Texte choisi:
+ + + + + + +
Le discours de Royal appelant à la mise à bas de la Françafrique intervient à un moment où le président français est accusé de très bien s'accommoder d'un système qu'il avait tant dénoncé par le passé. Les propos «antifrançafrique» de la socialiste font étrangement échos à ceux tenus avant l'élection présidentielle par un certain... Nicolas Sarkozy. De quoi faire enrager l'Elysée.
Autre habileté de Ségolène Royal, elle affronte son rival sur un terrain qui lui est favorable. D'une certaine façon pour reprendre un terme footballistique, elle joue à domicile. Native du Sénégal où son père était militaire, elle se présente d'ailleurs dans son discours comme une «fille de l'Afrique». Et elle est perçue comme telle par nombre d'Africains, fiers qu'une femme ayant vu le jour sur le sol Sénégalais soit devenue une personnalité politique de premier plan en France, le pays qui reste la référence au Sénégal.
D'autre part, sa popularité est inversement proportionnelle à l'impopularité du Chef de l'Etat français au Sénégal. Les intellectuels retiennent l'homme du discours de Dakar qui passe d'autant plus mal que les Sénégalais se rappellent de tous les sacrifices que leur pays a réalisé pour contribuer à la libération de la France. Et de «l'ingratitude d'une certaine France». Le massacre de Thiaroye -des soldats sénégalais assassinés en 1945 à leur retour au pays car ils demandaient le paiement de leurs arriérés de soldes- reste dans toutes mémoires.
Mais les milieux populaires considèrent surtout Sarkozy comme le responsable du durcissement de la politique migratoire. Un «crime de lèse majesté» dans un pays où la jeunesse est prête à monter dans des pateras pour rejoindre l'Europe.
Le discours de Royal en matière d'immigration est perçu comme beaucoup plus «généreux et solidaire». D'autre part, les Sénégalais friands d'images venues de Paris se rappellent que Royal a tenu tête à Sarkozy lors du débat qui a précédé la deuxième tour de la présidentielle.
+ + + + + + +
Entrées de la collection:
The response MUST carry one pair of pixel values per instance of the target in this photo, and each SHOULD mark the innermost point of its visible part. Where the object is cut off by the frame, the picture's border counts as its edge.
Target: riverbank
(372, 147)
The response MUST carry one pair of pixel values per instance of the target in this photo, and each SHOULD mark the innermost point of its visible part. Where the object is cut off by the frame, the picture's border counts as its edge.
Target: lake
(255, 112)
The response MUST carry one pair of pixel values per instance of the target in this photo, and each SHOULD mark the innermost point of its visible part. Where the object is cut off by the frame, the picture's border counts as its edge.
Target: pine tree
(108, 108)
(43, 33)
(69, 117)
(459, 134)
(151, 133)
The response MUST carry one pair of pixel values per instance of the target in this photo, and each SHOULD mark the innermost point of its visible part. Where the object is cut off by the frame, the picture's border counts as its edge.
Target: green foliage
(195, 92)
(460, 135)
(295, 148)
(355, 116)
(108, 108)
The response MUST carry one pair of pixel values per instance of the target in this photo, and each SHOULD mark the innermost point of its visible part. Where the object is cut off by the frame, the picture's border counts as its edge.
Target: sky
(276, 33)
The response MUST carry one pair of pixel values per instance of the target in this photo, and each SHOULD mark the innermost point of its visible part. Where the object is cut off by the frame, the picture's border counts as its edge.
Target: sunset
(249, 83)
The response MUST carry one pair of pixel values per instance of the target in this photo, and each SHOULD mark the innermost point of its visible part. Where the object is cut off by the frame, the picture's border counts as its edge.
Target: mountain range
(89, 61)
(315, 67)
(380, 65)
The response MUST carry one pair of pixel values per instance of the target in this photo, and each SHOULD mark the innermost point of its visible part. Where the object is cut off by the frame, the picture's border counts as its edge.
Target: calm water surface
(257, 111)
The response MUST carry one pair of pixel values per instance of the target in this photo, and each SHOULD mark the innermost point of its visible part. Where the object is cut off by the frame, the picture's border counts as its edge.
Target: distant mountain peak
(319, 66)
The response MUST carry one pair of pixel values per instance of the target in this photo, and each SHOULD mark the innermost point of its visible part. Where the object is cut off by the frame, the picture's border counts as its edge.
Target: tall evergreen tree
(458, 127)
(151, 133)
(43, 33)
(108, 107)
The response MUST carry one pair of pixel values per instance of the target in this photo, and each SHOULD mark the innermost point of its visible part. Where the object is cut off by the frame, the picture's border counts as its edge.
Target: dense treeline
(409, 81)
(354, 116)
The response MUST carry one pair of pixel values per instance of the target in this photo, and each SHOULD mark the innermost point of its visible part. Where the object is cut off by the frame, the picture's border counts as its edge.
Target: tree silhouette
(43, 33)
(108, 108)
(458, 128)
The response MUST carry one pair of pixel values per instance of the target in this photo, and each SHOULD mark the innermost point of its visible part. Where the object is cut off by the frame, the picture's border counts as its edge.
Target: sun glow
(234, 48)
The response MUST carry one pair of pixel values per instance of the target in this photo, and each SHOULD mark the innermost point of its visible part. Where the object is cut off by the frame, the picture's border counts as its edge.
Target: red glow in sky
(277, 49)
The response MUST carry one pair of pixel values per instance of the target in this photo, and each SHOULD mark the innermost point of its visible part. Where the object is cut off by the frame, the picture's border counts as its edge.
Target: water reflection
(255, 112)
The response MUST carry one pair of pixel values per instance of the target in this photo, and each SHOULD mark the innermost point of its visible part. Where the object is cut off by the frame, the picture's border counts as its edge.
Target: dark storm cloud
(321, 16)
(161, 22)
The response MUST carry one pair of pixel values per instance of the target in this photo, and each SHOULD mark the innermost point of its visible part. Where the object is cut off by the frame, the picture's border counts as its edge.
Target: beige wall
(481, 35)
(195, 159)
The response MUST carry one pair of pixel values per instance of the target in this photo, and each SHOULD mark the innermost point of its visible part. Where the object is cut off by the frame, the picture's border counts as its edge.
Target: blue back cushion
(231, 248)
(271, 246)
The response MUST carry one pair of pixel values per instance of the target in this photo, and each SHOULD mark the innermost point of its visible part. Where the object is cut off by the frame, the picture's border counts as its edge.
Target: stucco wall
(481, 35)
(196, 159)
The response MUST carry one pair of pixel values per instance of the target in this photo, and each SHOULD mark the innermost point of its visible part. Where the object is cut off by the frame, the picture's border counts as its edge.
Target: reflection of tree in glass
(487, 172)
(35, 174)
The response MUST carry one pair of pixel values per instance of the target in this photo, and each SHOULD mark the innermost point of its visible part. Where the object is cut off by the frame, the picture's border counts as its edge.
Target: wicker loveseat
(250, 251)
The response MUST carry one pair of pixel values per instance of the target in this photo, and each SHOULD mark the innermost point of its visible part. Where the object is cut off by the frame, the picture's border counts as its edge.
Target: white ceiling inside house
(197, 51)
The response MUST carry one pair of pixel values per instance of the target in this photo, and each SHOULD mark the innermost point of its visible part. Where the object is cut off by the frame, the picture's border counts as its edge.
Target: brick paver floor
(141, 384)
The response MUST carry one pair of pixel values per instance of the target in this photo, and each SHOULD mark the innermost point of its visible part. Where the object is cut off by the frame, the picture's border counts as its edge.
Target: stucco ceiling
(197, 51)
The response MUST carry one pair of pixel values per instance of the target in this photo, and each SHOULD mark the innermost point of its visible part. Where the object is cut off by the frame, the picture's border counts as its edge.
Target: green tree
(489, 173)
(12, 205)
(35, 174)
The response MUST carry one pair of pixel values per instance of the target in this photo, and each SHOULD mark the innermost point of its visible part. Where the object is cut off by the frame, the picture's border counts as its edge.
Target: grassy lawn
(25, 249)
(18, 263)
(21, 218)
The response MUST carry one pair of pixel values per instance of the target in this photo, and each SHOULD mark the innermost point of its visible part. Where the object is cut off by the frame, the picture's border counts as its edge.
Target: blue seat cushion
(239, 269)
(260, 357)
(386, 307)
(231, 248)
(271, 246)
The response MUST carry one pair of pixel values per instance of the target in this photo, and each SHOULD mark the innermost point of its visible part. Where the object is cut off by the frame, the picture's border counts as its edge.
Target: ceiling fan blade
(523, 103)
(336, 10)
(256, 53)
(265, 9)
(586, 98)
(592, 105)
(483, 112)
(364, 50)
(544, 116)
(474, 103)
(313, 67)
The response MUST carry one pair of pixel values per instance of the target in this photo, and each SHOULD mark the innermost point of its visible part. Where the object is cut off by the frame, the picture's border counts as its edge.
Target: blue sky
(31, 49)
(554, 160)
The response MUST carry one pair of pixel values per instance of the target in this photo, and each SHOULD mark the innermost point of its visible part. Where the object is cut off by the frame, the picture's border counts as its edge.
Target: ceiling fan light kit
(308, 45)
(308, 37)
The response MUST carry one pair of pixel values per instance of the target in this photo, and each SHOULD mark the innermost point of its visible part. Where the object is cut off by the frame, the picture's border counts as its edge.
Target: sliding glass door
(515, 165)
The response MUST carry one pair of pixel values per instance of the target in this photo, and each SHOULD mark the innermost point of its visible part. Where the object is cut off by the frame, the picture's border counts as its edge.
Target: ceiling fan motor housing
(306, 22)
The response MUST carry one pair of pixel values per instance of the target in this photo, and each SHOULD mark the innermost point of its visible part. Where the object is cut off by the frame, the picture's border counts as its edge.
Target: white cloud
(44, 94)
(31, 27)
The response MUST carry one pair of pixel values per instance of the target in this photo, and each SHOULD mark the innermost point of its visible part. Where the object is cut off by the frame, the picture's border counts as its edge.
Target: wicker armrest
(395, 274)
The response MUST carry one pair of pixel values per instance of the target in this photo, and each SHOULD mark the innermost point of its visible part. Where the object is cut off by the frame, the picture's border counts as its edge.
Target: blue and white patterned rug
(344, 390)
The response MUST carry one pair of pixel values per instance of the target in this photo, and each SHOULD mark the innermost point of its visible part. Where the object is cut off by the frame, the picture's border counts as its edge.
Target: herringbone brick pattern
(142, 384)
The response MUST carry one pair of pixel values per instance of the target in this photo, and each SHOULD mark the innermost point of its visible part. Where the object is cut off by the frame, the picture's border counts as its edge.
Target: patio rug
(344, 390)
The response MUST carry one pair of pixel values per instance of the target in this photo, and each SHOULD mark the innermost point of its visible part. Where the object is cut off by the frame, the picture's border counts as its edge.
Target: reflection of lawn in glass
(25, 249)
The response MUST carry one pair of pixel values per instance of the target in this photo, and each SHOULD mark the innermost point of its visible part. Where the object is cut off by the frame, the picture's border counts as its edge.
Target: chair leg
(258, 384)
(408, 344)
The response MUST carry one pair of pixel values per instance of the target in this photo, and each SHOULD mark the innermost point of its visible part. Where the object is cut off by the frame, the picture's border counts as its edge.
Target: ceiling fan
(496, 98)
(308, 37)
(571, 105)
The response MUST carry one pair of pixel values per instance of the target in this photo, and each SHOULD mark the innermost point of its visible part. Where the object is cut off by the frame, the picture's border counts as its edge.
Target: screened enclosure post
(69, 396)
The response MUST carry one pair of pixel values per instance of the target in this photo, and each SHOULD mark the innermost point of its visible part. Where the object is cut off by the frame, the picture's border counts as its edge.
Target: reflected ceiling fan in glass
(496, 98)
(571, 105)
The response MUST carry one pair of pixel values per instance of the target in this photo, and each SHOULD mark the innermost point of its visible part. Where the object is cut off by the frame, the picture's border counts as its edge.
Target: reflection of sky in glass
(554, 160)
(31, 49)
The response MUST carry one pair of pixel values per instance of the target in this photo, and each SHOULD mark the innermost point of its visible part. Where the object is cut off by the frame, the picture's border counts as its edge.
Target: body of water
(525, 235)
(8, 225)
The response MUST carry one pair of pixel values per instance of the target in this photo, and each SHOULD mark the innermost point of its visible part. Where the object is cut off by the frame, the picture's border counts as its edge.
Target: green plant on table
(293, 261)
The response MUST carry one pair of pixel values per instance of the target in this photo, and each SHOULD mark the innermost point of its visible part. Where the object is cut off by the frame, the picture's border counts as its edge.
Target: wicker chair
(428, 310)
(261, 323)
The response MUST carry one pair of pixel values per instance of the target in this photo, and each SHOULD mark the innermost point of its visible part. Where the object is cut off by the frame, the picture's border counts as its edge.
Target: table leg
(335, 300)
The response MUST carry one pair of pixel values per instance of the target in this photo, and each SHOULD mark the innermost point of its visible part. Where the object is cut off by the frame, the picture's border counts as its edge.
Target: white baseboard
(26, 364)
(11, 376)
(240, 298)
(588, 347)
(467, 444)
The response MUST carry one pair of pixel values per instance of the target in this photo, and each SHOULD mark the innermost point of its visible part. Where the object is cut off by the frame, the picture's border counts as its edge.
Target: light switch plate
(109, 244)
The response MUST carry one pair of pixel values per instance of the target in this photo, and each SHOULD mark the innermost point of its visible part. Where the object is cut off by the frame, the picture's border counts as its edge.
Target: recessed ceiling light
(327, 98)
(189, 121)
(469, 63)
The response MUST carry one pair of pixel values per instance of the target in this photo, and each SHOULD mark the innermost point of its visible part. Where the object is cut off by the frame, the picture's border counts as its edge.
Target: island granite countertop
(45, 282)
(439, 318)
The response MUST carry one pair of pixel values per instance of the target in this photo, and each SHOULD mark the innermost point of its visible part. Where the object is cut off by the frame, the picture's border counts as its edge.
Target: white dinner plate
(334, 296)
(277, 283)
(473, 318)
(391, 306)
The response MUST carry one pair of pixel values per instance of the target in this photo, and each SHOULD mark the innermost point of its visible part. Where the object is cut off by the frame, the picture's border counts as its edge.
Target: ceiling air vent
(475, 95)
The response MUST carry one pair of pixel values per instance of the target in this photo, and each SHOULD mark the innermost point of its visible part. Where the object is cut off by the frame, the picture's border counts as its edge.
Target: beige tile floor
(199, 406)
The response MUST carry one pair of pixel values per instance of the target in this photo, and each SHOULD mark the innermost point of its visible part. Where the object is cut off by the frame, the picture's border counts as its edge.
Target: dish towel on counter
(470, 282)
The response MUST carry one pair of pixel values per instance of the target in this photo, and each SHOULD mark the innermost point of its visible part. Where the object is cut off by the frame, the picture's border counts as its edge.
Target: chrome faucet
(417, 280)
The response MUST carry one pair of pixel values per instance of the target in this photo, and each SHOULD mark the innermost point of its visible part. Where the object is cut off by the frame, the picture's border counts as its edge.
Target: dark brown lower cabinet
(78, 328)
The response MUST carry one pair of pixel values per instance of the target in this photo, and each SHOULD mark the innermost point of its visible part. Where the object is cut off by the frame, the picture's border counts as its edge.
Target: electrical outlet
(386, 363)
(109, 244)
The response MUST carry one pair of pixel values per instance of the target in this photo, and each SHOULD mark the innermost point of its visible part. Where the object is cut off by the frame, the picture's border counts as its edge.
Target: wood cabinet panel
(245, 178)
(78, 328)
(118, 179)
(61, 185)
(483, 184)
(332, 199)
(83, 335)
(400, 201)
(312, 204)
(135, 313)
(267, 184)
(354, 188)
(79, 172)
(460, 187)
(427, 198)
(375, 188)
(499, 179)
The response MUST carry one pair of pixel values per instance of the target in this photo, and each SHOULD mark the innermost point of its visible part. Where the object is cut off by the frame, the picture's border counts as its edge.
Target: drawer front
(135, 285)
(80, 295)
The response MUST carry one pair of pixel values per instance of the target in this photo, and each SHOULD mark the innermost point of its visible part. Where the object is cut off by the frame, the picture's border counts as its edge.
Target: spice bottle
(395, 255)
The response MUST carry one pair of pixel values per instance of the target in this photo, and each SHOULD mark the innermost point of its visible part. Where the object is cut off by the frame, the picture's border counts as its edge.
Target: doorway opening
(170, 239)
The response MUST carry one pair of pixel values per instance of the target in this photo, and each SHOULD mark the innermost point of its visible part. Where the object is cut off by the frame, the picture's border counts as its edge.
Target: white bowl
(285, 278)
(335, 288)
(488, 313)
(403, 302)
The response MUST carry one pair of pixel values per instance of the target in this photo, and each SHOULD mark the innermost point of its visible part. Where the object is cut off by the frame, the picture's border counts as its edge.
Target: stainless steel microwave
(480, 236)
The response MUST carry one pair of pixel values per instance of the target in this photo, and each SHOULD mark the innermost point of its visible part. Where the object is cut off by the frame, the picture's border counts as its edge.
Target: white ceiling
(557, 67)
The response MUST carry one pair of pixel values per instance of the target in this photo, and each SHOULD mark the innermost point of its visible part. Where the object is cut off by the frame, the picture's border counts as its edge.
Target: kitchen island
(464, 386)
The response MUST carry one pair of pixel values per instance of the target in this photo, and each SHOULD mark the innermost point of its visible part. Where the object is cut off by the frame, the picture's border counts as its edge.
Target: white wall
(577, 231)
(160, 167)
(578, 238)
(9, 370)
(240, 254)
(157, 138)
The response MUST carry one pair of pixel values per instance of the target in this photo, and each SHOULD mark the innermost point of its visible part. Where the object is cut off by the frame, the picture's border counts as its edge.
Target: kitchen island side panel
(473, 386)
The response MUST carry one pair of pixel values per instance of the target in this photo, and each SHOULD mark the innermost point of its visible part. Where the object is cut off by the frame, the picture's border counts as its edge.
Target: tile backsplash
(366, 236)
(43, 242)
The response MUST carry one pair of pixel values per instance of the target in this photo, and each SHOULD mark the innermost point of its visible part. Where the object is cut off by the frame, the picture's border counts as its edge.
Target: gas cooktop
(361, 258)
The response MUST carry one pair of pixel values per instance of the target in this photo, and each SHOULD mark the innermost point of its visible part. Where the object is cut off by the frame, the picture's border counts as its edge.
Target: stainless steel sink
+ + + + + + +
Consignes:
1. D'après le texte sur Ségolène Royal et le Sénégal, dans quel pays est-elle née ?
2. Poursuivez le texte sur Ségolène Royal et le Sénégal à partir de sa dernière phrase.

Réponses dans l'ordre:
1. Au Sénégal, où son père était militaire.

2.
«Elle est perçue comme la championne de l'Afrique, celle qui défend sa cause, et les valeurs traditionnelles de la France», explique le journaliste béninois, Marcus Boni Teiga qui ajoute : «Les Africains n'ont pas pardonné à Sarkozy d'avoir déclaré que la France n'avait pas besoin de l'Afrique. Surtout qu'il est venu le dire chez nous. Lors de son séjour à Cotonou, les autorités ont tout fait pour éviter les contacts avec la population. Sinon ça se serait mal passé. Les gens étaient très remontés. Un bain de foule à la Chirac aurait été difficilement imaginable».
Dès lors le contraste est saisissant entre «Ségo l'Africaine» et «Sarkozy le mal-aimé». D'ailleurs, selon Dakar Soir, l'Elysée appréhendait ce «retour au pays» : «Royal a dû se contenter de tenir son discours à la maison du parti socialiste. C'est qu'à l'Elysée, on s'est intéressé de très près à ce déplacement. A tel point que d'intenses lobbyings ont été opérés depuis Paris pour que l'ancienne compagne de François Holllande ne rencontre pas le Président Wade. La manœuvre semble avoir réussi car on a prétexté un problème d'agenda pour ne pas la recevoir». Le quotidien dakarois ajoute : «Quand on sait que Claude Guéant, le tout puissant bras droit de Sarkozy joue les chaperons pour Karim Wade (l'influent fils du Président), on comprend aisément que Ségo ne soit pas invitée à prendre l'apéro avec Wade».